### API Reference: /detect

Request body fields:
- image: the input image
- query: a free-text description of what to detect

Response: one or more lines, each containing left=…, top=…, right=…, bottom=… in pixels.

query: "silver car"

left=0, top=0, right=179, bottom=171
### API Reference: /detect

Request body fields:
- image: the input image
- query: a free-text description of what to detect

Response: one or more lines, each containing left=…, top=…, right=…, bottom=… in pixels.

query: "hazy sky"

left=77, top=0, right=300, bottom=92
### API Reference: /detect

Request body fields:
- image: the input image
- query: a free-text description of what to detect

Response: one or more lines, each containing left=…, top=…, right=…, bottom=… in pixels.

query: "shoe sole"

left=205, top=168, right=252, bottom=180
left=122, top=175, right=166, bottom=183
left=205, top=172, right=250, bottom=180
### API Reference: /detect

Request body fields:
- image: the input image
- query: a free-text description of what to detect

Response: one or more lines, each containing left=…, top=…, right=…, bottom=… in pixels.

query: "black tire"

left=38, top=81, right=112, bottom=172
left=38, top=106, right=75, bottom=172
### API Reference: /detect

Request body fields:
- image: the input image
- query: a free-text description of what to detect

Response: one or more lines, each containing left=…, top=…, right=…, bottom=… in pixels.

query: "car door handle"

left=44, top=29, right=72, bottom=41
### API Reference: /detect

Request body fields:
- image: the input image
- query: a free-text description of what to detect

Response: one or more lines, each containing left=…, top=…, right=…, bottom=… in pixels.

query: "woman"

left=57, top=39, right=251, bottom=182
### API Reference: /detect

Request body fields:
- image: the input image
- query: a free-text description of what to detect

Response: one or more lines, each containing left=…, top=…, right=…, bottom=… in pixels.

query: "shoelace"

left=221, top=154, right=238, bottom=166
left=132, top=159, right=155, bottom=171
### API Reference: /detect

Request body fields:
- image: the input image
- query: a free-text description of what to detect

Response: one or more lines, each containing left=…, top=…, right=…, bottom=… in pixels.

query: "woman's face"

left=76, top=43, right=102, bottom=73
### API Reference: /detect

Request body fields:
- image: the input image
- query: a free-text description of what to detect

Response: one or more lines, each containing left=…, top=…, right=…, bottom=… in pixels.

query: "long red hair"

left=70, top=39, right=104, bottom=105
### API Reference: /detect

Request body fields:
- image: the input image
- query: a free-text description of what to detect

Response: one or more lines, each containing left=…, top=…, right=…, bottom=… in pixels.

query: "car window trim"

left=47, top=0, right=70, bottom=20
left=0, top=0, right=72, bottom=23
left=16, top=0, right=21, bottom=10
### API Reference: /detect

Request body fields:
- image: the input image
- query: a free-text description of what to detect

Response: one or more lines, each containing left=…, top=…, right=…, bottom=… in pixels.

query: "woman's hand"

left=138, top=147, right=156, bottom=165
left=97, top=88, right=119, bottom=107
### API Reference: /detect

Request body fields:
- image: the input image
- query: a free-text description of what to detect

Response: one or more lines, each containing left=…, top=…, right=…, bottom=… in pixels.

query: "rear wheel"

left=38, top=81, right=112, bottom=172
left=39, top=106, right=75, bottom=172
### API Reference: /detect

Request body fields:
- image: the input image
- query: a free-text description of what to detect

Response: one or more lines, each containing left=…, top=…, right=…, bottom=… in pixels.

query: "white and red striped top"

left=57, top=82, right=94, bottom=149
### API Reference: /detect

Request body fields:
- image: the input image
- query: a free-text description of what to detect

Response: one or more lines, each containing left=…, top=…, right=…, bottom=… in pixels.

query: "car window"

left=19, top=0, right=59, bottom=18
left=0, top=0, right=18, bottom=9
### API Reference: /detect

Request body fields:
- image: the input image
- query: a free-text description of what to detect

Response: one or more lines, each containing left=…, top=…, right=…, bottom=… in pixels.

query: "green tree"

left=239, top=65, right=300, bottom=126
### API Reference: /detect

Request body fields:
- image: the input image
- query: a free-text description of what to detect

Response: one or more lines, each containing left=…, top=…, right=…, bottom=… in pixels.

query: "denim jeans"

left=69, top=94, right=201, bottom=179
□ □ □ □ □
The task: Gather every line in the rows above that contains the word "window". Case counts.

Output for this task:
query: "car window trim"
query: "car window"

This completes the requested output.